=== Supplied material ===

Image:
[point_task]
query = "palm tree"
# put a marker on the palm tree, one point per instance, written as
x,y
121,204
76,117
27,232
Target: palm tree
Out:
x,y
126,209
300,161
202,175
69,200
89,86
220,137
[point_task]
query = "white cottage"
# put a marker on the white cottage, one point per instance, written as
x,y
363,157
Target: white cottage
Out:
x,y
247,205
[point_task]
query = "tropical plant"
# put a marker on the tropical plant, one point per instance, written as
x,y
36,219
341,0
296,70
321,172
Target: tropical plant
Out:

===

▶ [Problem requirements]
Exactly as shown, repeat every record.

▶ [Worked answer]
Image:
[point_task]
query = "palm tree"
# put a marker on the palm tree, one point per instance, written as
x,y
121,204
76,117
27,232
Target: palm tree
Out:
x,y
126,209
300,161
202,175
69,200
89,86
220,137
[point_task]
query = "white cottage"
# put a marker on the white cottage, one point per instance, written as
x,y
363,157
Target: white cottage
Out:
x,y
247,205
[point_task]
query = "tropical plant"
# put a marker on the tropical plant, one point per instance, written as
x,y
36,219
341,0
296,70
321,172
Target: tropical plant
Out:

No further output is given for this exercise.